===== DATA SECTION

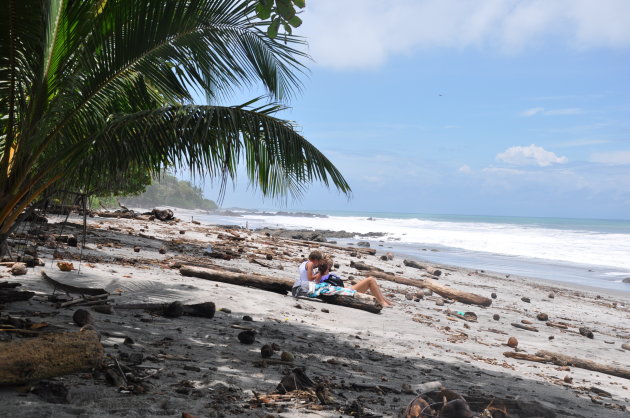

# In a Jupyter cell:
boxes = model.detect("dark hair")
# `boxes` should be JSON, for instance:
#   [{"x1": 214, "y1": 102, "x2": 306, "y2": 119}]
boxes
[{"x1": 308, "y1": 251, "x2": 324, "y2": 260}]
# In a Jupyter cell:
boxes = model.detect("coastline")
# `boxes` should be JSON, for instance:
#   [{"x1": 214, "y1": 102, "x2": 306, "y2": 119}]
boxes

==========

(TASK PROMPT):
Rewrite the lines of the material with "for instance" replaced by "for example" everywhere and nothing else altered, leaving out the pictures.

(EXERCISE OUTPUT):
# In a Jupyter cell:
boxes = model.detect("dark hair")
# `boxes` should be JSON, for example:
#   [{"x1": 214, "y1": 102, "x2": 306, "y2": 119}]
boxes
[{"x1": 308, "y1": 251, "x2": 324, "y2": 260}]
# In a Jupyter cell:
boxes = model.detect("coastline")
# `boxes` should be JSON, for example:
#   [{"x1": 214, "y1": 102, "x2": 306, "y2": 119}]
boxes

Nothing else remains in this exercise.